| Records for this task |
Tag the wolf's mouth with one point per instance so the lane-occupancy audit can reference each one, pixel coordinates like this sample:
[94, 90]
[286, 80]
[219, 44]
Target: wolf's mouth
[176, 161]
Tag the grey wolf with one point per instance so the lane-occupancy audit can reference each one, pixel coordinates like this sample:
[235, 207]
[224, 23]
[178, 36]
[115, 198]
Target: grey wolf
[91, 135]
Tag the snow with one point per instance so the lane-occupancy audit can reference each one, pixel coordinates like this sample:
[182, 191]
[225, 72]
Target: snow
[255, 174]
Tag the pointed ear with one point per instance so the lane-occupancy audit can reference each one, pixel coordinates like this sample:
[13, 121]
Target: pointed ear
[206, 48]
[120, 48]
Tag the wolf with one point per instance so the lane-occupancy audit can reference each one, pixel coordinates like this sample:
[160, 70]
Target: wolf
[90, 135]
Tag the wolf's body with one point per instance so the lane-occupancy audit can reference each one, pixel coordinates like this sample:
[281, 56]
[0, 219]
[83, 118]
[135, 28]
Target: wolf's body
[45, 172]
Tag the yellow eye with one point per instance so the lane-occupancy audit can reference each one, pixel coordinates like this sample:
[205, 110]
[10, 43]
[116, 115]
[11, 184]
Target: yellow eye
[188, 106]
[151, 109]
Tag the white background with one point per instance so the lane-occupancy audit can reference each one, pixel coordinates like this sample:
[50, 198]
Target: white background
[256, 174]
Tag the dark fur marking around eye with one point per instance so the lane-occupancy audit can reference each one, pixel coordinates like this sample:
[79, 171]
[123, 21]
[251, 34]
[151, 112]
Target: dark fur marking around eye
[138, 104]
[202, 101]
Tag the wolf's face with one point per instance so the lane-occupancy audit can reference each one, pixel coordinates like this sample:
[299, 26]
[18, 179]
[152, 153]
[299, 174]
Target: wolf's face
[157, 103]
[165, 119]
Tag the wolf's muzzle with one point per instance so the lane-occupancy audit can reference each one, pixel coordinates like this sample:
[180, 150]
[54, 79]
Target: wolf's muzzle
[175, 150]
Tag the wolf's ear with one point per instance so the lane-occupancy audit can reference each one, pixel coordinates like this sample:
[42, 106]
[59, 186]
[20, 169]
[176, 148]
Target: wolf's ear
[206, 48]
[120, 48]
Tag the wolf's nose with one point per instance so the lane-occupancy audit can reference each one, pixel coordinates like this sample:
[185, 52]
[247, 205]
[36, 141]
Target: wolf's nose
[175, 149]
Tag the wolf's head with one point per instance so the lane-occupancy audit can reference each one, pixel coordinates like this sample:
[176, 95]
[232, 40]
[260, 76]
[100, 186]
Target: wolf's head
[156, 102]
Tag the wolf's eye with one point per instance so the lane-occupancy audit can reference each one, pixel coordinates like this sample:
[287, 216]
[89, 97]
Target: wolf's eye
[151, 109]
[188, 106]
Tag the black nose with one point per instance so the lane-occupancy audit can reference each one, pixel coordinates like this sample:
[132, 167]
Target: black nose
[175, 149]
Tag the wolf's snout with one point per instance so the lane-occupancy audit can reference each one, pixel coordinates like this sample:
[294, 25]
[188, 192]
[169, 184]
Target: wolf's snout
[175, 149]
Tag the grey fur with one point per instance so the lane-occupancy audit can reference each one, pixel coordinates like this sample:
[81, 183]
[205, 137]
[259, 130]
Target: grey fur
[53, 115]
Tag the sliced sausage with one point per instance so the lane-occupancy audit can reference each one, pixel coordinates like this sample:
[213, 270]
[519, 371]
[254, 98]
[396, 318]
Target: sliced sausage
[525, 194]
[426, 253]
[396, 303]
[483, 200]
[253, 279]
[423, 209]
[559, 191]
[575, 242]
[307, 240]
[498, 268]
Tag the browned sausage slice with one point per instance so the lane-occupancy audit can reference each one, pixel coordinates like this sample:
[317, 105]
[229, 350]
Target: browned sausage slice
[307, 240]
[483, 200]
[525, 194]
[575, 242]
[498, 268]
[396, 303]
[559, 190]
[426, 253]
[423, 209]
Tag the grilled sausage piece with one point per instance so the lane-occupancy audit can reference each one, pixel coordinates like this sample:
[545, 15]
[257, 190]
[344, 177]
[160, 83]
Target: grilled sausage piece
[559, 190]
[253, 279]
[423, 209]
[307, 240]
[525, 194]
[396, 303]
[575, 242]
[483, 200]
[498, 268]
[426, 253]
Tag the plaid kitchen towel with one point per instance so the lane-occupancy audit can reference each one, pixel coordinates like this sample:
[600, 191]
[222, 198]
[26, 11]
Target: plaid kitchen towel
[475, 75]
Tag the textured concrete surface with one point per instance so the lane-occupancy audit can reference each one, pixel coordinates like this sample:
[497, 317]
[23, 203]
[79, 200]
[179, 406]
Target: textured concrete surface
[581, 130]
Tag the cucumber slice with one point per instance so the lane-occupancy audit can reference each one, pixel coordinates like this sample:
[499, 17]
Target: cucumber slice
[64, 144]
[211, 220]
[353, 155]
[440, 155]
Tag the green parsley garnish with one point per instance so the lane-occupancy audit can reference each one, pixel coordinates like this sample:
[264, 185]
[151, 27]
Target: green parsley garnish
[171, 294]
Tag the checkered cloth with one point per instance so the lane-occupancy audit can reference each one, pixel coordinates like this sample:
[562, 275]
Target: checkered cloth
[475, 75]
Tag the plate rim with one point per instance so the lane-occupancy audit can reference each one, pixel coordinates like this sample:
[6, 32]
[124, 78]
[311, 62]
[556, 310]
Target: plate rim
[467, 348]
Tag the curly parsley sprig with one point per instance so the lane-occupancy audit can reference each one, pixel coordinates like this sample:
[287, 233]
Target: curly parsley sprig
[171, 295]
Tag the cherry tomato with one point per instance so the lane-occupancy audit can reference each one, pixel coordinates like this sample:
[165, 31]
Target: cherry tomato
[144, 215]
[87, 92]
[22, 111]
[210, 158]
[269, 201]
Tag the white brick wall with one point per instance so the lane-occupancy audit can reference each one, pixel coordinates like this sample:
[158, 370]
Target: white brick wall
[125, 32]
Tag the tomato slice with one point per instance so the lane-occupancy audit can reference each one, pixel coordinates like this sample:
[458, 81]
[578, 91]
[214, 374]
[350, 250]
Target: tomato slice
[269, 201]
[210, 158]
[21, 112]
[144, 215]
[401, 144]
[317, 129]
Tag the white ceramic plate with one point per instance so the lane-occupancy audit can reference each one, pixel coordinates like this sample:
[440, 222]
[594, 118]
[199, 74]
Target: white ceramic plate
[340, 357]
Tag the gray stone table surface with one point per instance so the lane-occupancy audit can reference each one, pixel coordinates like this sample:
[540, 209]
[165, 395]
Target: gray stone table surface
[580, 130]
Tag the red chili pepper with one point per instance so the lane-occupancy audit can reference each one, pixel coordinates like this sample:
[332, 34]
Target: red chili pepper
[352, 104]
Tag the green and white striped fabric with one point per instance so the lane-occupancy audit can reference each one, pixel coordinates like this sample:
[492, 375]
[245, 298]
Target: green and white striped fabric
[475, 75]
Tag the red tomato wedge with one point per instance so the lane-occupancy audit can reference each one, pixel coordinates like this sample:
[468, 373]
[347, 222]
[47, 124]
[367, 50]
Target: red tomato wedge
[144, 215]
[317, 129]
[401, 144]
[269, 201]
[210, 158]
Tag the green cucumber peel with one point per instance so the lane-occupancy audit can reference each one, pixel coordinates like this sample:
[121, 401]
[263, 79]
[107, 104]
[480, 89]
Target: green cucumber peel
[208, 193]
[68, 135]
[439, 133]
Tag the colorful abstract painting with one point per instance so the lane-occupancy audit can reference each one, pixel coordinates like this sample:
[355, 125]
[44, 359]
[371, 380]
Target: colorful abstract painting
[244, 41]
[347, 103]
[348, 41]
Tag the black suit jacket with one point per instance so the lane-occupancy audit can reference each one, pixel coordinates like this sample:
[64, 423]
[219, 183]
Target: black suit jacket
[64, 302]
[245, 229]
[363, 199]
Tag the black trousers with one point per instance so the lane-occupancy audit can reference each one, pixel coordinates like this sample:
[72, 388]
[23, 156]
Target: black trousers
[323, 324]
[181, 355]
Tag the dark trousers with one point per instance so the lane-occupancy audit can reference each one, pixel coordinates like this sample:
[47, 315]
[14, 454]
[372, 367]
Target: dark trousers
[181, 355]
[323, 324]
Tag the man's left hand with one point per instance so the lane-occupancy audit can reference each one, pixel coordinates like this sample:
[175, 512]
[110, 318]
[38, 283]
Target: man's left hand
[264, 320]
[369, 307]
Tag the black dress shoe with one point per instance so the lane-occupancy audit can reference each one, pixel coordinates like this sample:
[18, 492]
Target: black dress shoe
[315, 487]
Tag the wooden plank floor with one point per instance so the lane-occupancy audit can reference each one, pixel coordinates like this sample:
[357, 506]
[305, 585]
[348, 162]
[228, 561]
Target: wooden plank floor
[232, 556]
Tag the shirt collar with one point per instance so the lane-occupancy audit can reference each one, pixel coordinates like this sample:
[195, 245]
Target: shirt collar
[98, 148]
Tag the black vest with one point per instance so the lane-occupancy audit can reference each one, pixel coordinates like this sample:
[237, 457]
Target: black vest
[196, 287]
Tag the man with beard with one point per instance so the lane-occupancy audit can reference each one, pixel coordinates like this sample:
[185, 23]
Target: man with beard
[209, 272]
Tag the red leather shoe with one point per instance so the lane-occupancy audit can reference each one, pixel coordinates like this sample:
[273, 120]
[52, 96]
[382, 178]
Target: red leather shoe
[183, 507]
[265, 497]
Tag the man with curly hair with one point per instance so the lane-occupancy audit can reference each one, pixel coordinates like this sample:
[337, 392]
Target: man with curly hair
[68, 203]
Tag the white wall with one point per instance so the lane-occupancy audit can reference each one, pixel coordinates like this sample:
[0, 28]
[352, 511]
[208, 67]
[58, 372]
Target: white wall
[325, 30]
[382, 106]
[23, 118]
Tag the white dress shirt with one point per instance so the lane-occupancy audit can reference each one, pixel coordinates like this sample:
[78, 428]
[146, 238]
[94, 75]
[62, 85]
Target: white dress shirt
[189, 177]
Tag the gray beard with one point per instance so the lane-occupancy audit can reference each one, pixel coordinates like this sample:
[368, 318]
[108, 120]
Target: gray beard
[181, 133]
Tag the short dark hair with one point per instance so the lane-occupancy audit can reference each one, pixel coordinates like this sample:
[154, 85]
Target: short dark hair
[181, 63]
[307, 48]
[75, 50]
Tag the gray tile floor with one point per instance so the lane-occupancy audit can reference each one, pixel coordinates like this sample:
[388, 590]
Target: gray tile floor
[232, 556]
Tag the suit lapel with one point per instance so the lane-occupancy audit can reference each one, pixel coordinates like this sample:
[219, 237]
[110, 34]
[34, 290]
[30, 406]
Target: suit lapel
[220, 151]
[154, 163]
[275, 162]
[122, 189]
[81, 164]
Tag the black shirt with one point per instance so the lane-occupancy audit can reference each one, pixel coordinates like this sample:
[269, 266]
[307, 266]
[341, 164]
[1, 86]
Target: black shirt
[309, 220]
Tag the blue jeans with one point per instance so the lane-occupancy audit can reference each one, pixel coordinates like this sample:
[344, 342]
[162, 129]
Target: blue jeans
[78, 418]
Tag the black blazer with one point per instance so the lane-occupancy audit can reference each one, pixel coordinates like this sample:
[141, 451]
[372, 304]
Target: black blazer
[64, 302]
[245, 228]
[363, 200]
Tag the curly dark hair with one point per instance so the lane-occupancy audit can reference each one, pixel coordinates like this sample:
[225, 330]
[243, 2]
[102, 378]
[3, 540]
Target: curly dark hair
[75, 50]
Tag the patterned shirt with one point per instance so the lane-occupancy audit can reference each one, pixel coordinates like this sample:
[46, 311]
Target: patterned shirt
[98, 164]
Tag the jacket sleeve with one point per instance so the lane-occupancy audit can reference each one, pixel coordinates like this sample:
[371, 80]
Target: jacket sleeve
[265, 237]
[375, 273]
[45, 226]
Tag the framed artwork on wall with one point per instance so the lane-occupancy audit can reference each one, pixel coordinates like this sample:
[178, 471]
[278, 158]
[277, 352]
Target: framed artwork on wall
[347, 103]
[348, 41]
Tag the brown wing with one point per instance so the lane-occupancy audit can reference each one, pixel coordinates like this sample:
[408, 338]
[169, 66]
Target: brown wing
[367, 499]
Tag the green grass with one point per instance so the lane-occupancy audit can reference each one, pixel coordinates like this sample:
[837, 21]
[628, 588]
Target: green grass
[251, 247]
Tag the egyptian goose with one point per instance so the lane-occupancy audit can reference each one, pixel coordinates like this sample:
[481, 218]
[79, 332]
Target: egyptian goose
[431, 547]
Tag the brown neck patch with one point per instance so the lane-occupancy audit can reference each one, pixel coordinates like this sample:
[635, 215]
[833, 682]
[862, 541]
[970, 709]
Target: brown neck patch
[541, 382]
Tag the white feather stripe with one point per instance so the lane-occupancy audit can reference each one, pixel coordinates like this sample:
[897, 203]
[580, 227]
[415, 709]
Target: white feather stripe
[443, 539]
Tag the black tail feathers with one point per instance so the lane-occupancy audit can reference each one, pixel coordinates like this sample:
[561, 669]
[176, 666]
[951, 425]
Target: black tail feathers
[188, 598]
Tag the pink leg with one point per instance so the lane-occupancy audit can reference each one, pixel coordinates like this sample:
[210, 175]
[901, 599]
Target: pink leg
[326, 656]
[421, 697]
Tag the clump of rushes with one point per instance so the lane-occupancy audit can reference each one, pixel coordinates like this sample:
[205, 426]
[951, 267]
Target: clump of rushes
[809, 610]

| The task |
Give again only the lines of the material above that run from the one with "Tag the framed" through the end, both included, exactly as they appear.

| Task result |
Tag the framed artwork on wall with one point per instance so the lane-occupancy audit can reference each one, pixel coordinates like this sample:
[178, 471]
[278, 158]
[277, 352]
Target: framed artwork on wall
[347, 103]
[348, 41]
Tag the brown wing with one point per instance so the lane-occupancy audit can reference each one, pixel coordinates like this sample:
[408, 338]
[169, 66]
Target: brown wing
[367, 499]
Tag the green grass with one point per instance so the lane-occupancy audit can reference each one, pixel coordinates like this sample:
[837, 21]
[628, 588]
Target: green grass
[251, 247]
Tag the egyptian goose with one point per instance so the lane-occupancy audit can reference each one, pixel coordinates like this sample:
[481, 218]
[79, 332]
Target: egyptian goose
[431, 547]
Tag the brown neck patch with one point per instance so the lane-occupancy audit can reference each one, pixel coordinates like this sample:
[635, 215]
[833, 682]
[862, 541]
[970, 709]
Target: brown neck patch
[541, 382]
Tag the white feather stripe with one point per instance so the lane-occupancy audit can reference each one, pixel coordinates like this sample:
[897, 203]
[580, 227]
[415, 709]
Target: white feather stripe
[443, 539]
Tag the black tail feathers with one point per instance so the lane-occupancy audit can reference each one, pixel coordinates like this sample:
[561, 669]
[176, 666]
[951, 425]
Target: black tail feathers
[188, 598]
Tag the pink leg with one point per instance so the lane-occupancy audit can reference each one, pixel coordinates like this sample:
[210, 175]
[901, 599]
Target: pink leg
[326, 656]
[421, 697]
Tag the clump of rushes with one point per instance so the lane-occupancy audit can reference each one, pixel coordinates like this sample:
[205, 426]
[951, 267]
Target: clump of rushes
[809, 610]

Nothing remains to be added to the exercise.